====== Excerpted text

Nothing wrong with that at all. My pH stays between 8.1 to 8.2, sometimes getting to 8.3 maybe one day out the whole week.

You will want to check your pH in the evening, at the same time. This is when it will be at it's highest.
When your lights are out your pH will drop. Mine drops to about 7.5 after the lights have been out for several hours.

HTH


----------



## Raptor (Jan 3, 2003)

I was mistaken Southdown is aragonite
Just seen that you asked if it was worth it? For the cost of a detrevore kit, The driving to a home depot 35 miles away, And the time. I guess it was. I only payed 22.99 for a 20 lb bag. 
I do add stronium, carbonate, iodine, calcium, And plankton bi weekly .

You can also use balls pickling lime to drip like kalkwasser. It is the same thing chemical wise. It is 1.69 a can at meijer, And it will last about 6 mos or more.
You can also use calcium chloride (ice melter) usually at a hardware store.

============

◆ **Task objective**
Return the part of the forum excerpt that starts at "## Raptor (Jan" and stops after "a 20 lb bag.", copied word for word.

====== Record extracts

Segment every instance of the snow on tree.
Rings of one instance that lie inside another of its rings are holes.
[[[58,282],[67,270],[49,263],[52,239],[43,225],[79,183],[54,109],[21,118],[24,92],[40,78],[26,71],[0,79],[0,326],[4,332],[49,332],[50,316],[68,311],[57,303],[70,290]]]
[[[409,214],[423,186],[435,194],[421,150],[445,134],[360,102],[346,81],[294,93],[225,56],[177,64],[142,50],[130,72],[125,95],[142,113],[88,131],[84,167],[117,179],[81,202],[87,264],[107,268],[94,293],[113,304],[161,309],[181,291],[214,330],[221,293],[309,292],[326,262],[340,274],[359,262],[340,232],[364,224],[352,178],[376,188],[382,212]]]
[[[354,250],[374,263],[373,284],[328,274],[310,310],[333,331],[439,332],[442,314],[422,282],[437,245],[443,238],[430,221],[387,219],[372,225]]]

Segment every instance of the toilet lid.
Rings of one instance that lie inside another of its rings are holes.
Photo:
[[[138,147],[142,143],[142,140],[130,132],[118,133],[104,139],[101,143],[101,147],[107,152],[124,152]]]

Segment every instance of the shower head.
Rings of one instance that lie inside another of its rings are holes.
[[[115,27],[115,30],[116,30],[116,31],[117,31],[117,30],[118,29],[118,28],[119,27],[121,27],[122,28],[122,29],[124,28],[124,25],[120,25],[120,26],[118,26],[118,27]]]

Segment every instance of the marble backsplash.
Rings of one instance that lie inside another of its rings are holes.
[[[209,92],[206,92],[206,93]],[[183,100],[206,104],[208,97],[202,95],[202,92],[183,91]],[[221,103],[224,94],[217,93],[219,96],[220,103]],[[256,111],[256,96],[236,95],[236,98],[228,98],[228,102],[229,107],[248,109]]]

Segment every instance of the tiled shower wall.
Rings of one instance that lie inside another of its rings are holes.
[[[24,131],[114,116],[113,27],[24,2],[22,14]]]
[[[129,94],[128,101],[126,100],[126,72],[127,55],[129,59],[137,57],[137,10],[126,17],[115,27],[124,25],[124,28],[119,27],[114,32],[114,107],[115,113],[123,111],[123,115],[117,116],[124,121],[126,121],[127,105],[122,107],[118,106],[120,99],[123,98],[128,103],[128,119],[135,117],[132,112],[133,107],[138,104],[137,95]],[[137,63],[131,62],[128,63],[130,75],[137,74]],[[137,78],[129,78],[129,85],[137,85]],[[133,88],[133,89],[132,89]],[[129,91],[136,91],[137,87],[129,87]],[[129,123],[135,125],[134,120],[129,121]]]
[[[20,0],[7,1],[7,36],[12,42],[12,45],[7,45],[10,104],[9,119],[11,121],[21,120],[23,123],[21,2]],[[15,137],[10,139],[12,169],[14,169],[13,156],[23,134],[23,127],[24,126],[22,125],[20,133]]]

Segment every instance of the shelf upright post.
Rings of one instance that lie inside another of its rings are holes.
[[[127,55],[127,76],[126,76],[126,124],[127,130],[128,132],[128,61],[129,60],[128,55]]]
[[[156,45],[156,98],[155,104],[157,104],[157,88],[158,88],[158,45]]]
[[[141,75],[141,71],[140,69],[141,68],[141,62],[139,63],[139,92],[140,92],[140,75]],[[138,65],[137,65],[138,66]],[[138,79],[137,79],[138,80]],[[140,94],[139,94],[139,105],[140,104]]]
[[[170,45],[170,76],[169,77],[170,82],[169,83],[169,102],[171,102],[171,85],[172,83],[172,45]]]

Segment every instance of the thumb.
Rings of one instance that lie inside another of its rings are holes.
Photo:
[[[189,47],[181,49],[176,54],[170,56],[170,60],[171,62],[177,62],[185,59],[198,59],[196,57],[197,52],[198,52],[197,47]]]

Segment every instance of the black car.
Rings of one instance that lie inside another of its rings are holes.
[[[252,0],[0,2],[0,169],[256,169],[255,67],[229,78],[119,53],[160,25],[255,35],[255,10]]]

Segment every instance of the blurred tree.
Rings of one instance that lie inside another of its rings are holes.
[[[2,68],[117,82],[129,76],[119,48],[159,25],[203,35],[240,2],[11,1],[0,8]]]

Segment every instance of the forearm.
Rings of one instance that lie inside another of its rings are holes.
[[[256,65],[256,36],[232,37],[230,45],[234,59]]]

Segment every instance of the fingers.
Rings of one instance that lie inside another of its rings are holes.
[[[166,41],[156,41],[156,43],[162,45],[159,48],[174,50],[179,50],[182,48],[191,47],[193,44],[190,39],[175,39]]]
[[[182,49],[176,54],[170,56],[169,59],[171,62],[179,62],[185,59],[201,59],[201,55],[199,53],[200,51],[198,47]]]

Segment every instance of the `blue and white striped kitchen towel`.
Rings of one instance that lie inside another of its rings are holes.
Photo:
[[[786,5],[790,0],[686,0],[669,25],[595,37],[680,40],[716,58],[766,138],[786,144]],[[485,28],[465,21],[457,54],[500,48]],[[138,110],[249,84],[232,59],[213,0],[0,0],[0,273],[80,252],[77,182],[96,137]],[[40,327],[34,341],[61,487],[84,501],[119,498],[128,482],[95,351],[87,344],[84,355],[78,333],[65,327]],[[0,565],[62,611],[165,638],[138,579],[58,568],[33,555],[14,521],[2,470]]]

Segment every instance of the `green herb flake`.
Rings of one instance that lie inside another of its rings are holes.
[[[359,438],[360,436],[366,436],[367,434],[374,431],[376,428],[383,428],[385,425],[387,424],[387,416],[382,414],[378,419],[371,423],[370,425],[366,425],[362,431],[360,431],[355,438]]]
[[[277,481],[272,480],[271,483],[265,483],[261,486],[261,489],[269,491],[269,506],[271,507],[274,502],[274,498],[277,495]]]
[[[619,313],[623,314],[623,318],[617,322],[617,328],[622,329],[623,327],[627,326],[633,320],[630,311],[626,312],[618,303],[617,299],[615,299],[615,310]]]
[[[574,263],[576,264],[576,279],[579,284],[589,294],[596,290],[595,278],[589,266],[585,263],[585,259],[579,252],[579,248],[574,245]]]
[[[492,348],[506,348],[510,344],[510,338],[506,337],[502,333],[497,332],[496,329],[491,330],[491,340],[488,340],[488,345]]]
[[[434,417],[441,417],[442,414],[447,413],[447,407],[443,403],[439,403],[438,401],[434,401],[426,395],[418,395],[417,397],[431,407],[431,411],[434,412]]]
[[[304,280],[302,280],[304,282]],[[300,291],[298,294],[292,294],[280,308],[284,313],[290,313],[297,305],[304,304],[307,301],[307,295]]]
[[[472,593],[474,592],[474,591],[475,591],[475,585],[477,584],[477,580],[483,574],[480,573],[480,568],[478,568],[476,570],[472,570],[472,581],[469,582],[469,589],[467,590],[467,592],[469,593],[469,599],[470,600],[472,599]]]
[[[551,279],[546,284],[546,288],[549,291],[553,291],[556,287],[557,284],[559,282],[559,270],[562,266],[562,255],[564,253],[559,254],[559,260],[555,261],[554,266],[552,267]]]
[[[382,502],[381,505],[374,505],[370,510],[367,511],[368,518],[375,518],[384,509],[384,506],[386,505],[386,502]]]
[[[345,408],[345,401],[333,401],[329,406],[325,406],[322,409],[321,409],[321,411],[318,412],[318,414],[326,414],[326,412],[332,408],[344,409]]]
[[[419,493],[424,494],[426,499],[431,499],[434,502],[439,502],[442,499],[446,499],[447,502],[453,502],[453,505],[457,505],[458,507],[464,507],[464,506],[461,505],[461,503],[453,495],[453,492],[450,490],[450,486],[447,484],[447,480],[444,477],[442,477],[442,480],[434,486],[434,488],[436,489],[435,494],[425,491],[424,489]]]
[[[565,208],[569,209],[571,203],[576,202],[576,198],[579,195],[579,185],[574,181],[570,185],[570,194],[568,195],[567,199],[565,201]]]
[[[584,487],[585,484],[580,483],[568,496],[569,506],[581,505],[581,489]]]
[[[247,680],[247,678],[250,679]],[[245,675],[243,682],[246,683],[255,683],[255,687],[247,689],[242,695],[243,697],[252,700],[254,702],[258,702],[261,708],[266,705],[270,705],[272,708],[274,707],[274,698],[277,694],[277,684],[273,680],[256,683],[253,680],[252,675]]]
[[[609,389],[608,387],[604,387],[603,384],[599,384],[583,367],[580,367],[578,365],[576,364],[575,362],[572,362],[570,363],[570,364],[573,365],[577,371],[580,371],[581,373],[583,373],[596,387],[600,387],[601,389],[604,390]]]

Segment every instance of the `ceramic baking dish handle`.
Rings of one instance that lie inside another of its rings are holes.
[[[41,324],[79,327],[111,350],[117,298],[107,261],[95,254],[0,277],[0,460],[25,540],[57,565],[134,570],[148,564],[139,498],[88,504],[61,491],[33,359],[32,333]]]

============

◆ **Task result**
## Raptor (Jan 3, 2003)

I was mistaken Southdown is aragonite
Just seen that you asked if it was worth it? For the cost of a detrevore kit, The driving to a home depot 35 miles away, And the time. I guess it was. I only payed 22.99 for a 20 lb bag.